# Passage
────────────────────────────────────────
The Sport version of the worlds best 4 x 4 vehicle has now been with us since 2005 and sells by the bucket load. And so it should. It has all the characteristics of the full-fat Range Rover but is lighter, shorter and quicker. What’s not to like?
For me the only complaint l have ever had was the loss of the spilt tailgate and therefore the loss of the convenient seat that presented itself when one suddenly found oneself at a point to point meeting or a grouse shoot. If that has not happened to you, you need to get out more.
The new Sport finally comes with the optional seven seats and with a weight saving of 400kg, it is agile. Off road, it does the business with the ability to wade through 85cm of water and has a far greater axle articulation and wheel travel than its rivals.
There are two diesel options – the potent 292bhp SDV6 and an interesting new diesel hybrid – alongside a deranged 5.0-litre supercharged petrol V8 that makes 510bhp and will propel the RRS to 60mph in five seconds flat. Too slow for you? Enter the SVR, whose 550bhp output cuts this to just 4.5 seconds. The SVR is the product of JLR’s Special Vehicle Operations division and is for the totally mental, LA rappers and Saudi princes – and me. Who on earth would not want the finest 4×4 in the world that’s capable of 62mph in 4.5 seconds, will go onto 162 mph and will lap the Nurburgring in 8 minutes and 14 seconds – the fastest ever recorded time of a standard SUV. It will cost you just south of £100,000 but that might just be the best 100 grand you ever spent.
All engines use an eight-speed auto that offers a smooth and progressive drive and for a heavy seven-seat SUV, its composure on twisty B-roads is quite baffling. There are lots of computer gizmos working away to keep it stable and flat (ish) in the bends but you just don’t know any of this is going on even though there are sensors firing information to the main computer 500 times per second.
────────────────────────────────────────
Object detection data:
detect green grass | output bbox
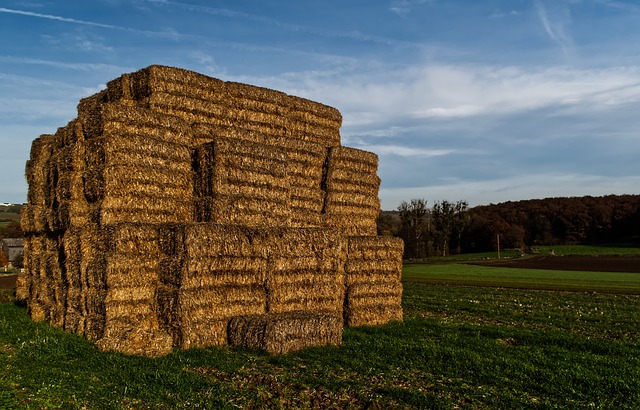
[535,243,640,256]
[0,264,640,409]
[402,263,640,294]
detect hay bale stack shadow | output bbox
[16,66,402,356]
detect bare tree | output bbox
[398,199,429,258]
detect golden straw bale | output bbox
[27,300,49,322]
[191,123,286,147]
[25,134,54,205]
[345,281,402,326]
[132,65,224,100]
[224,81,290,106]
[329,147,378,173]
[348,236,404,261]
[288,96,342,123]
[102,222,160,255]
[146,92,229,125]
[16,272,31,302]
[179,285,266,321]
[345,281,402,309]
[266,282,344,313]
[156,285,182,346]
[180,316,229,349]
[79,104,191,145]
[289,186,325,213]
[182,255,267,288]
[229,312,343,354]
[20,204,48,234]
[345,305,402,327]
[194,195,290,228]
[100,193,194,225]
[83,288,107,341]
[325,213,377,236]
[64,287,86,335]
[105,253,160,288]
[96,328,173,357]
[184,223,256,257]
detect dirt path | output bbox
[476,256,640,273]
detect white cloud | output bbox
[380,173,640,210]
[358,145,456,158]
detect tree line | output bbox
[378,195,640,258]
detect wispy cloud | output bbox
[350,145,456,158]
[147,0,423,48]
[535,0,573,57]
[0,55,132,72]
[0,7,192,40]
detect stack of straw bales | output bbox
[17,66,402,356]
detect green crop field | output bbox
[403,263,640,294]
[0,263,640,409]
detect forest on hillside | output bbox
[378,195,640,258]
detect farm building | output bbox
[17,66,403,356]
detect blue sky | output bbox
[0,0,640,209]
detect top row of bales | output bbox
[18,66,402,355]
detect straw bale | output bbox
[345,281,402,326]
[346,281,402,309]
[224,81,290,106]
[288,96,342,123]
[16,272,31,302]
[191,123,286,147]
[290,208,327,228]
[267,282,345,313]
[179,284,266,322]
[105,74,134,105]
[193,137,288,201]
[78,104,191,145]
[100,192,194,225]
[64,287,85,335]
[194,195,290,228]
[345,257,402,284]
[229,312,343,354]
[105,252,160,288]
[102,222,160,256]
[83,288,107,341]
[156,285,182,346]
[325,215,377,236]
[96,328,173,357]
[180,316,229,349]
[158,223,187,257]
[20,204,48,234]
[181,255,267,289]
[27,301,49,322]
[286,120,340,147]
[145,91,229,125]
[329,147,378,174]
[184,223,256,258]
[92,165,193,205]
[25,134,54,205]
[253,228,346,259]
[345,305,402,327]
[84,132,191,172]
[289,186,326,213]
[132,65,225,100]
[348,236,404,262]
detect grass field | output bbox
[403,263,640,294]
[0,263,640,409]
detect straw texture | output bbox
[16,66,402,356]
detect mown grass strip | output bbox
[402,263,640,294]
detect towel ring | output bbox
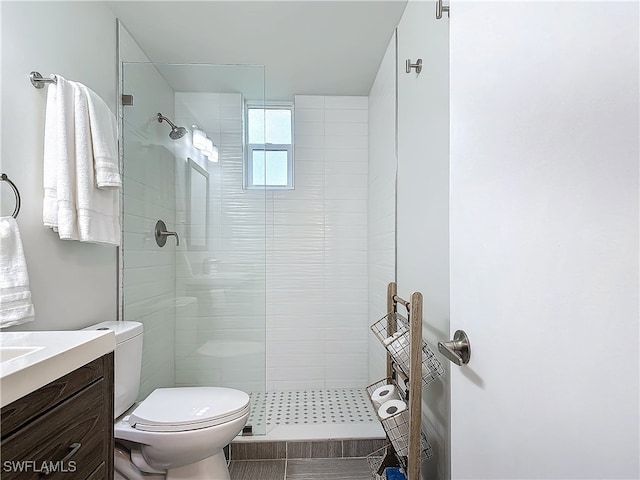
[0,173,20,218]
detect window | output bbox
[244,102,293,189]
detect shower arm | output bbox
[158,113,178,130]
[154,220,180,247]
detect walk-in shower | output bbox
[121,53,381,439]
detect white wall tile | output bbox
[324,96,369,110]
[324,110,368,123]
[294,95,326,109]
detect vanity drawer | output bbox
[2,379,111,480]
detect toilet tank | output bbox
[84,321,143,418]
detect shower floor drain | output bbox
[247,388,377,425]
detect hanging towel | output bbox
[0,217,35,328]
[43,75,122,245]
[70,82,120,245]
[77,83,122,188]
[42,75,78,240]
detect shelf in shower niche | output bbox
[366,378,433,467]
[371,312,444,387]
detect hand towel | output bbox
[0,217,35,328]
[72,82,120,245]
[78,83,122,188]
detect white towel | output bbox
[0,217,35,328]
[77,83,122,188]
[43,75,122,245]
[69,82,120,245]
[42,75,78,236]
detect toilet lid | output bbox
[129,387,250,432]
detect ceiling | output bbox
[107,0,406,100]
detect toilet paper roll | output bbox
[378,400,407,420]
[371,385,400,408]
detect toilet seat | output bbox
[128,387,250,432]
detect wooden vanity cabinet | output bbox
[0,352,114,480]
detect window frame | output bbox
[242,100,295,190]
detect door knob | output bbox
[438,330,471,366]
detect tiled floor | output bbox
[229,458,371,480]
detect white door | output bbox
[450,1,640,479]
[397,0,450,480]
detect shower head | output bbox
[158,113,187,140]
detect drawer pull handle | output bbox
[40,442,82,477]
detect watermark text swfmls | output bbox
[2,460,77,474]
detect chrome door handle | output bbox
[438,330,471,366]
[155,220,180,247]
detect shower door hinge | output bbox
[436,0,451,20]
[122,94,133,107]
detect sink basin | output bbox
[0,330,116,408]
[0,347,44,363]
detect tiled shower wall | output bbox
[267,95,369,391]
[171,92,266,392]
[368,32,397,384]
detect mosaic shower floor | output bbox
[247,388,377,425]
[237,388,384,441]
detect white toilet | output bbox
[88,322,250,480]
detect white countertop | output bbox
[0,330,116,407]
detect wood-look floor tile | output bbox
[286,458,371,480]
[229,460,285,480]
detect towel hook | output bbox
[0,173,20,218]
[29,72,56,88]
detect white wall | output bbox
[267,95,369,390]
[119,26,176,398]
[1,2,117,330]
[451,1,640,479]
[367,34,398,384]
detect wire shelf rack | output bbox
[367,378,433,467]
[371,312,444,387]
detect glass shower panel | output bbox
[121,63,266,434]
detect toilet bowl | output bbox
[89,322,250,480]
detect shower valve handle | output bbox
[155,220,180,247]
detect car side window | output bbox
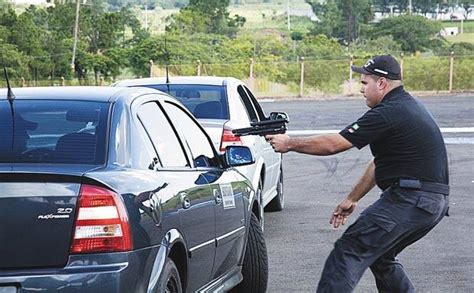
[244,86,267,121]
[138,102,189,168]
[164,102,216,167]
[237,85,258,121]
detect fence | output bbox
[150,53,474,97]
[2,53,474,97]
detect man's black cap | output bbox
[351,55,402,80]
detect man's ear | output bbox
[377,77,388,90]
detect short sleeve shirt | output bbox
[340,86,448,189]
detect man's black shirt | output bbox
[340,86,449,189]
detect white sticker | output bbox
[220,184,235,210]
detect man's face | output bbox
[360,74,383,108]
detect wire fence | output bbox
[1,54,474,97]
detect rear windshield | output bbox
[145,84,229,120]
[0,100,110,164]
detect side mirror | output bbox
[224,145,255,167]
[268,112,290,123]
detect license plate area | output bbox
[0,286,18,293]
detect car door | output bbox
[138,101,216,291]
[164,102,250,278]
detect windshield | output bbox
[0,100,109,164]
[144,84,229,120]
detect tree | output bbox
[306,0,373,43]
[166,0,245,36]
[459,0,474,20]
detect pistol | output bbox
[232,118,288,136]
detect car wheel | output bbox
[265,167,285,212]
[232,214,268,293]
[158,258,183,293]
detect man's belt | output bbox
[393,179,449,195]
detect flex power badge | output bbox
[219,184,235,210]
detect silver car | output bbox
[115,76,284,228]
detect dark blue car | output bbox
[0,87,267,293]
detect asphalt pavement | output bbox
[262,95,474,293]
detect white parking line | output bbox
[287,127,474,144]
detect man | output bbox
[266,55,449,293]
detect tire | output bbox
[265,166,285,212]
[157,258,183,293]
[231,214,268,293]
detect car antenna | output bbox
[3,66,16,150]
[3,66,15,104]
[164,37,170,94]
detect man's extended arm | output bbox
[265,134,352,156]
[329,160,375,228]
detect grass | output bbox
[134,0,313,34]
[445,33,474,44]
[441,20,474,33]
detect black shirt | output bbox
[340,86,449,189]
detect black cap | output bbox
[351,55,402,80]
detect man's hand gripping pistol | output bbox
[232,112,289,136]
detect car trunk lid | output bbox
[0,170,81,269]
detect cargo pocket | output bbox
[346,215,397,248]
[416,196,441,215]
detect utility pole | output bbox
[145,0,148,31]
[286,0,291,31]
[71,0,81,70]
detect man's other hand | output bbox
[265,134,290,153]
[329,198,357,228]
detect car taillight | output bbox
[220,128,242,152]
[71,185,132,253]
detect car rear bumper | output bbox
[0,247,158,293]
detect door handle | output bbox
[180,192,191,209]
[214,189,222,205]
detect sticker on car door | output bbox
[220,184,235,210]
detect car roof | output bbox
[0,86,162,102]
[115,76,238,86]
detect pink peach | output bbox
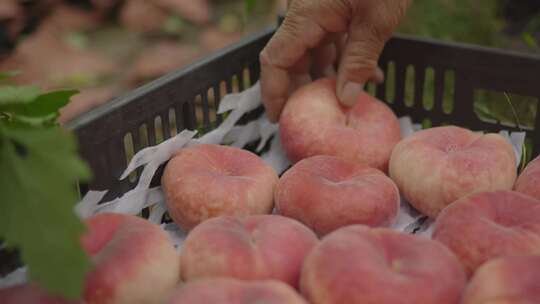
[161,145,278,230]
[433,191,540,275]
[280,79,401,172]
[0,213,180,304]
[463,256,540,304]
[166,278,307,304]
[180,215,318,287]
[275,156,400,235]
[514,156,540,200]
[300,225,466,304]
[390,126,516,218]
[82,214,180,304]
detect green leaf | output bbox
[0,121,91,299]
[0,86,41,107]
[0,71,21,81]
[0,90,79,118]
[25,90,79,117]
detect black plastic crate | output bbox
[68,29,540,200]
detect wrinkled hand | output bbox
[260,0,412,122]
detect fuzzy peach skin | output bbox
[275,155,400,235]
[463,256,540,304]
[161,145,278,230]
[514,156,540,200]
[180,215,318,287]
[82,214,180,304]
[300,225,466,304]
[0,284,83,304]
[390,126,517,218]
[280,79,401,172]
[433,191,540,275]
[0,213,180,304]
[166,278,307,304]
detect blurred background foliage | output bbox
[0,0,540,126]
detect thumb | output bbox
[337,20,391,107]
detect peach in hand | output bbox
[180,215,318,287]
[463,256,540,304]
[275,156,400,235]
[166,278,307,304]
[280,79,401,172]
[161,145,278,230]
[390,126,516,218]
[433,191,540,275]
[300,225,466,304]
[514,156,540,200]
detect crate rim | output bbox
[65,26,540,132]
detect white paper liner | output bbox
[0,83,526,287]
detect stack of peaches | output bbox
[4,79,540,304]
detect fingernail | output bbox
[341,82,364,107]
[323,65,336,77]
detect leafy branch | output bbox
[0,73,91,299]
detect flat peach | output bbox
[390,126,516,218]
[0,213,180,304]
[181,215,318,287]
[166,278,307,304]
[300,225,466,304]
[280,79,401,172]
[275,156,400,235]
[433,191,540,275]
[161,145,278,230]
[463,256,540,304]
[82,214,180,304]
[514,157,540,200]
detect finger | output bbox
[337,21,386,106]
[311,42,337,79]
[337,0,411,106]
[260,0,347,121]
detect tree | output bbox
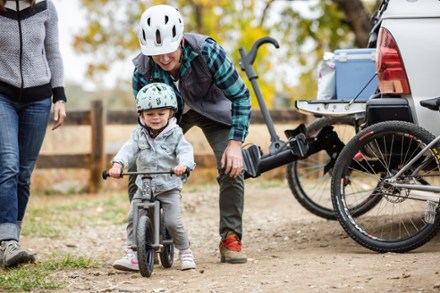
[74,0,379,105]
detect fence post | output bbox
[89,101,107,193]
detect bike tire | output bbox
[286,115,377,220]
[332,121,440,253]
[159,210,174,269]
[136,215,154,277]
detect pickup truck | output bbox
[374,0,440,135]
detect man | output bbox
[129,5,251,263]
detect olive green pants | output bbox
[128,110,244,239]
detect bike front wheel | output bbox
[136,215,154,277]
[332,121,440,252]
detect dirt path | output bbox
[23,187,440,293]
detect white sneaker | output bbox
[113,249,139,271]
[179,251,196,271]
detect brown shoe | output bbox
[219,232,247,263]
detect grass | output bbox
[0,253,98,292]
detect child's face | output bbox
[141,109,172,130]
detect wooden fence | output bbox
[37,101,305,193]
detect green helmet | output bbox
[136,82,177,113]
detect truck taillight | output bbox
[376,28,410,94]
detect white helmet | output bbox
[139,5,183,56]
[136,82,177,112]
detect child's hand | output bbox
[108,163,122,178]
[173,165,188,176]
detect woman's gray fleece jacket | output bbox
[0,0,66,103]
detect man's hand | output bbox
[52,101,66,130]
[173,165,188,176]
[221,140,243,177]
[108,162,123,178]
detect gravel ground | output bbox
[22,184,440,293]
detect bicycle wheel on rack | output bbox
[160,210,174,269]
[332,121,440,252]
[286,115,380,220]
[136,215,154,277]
────────────────────────────────────────
# What is required
Write out everything in the Range Rover Sport review from "For me the only" down to "get out more.", substituting "polo match" for "grouse shoot". Rely only on the Range Rover Sport review.

# Solution below
For me the only complaint l have ever had was the loss of the spilt tailgate and therefore the loss of the convenient seat that presented itself when one suddenly found oneself at a point to point meeting or a polo match. If that has not happened to you, you need to get out more.